/---

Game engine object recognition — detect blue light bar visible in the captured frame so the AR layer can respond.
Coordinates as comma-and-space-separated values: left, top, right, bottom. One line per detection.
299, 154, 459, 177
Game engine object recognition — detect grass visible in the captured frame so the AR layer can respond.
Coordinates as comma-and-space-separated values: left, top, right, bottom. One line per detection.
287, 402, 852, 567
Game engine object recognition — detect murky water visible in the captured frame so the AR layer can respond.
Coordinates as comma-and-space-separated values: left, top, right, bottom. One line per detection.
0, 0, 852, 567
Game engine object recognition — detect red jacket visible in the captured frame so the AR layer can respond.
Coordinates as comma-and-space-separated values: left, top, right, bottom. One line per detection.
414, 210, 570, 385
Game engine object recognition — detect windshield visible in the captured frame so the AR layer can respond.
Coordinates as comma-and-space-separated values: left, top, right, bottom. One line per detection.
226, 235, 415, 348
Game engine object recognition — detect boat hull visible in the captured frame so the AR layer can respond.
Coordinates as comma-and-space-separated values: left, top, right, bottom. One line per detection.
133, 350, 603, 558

\---

Goal of the exercise :: Rewrite the part of the records that opens with the line containing "Game engine object recognition — detect red" and closes with the line containing "226, 235, 415, 348", including both of those lines and keeping the requests unchanged. In that part, multiply each bounding-box coordinate by 1.9 and round the result to a whole number, with halves rounded up.

Response ::
Game engine object recognition — detect red jacket visible in the captured frame so the AR layer can respond.
Coordinates as comma-and-space-separated values: left, top, right, bottom. One line per detection.
787, 399, 1083, 732
Game engine object recognition — detect windshield visible in the captured frame so the AR layer can respond.
Coordinates as comma-and-space-separated values: left, top, right, bottom. One line per detection.
429, 447, 789, 661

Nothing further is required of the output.